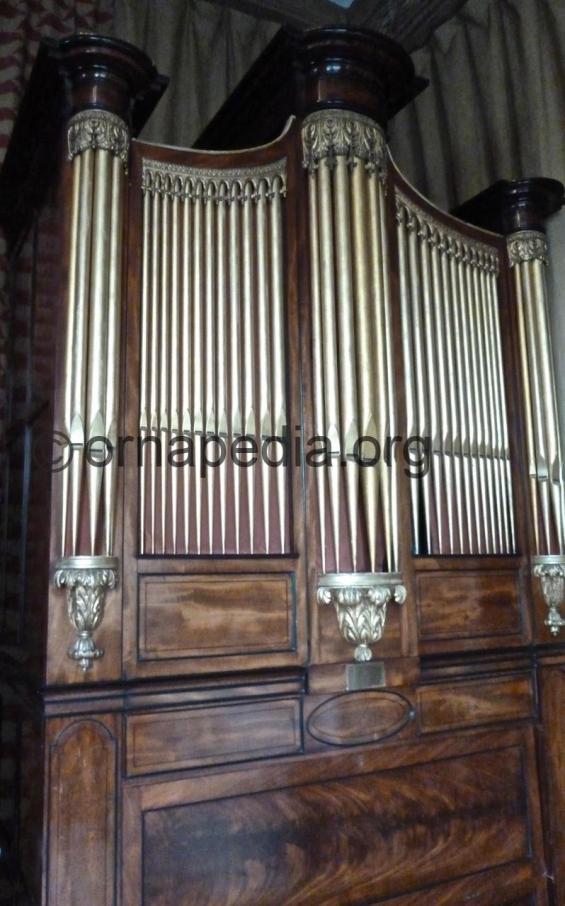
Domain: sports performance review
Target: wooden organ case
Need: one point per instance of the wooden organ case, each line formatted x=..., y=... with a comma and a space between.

...

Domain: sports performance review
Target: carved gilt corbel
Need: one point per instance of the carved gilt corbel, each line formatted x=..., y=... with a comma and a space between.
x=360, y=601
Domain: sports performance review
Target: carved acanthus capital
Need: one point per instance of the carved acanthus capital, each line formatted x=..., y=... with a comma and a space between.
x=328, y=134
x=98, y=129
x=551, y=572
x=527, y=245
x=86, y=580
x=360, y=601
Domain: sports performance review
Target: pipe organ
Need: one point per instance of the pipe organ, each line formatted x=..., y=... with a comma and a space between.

---

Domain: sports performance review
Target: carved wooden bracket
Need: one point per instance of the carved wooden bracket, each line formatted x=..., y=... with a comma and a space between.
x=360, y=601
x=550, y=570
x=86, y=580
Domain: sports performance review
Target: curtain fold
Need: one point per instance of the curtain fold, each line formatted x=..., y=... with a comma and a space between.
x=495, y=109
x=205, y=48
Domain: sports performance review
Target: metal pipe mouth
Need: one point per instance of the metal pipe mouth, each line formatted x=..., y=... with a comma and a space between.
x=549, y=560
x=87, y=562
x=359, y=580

> **Given instruction**: Find every line in the items above that contains the word "curtain", matching case exactly, and copy each of those lines in full.

> **Solution to this exercise**:
Target: curtain fold
Need: one point per instance of the curtain fold, each line formatted x=..., y=... with a comma and a space between.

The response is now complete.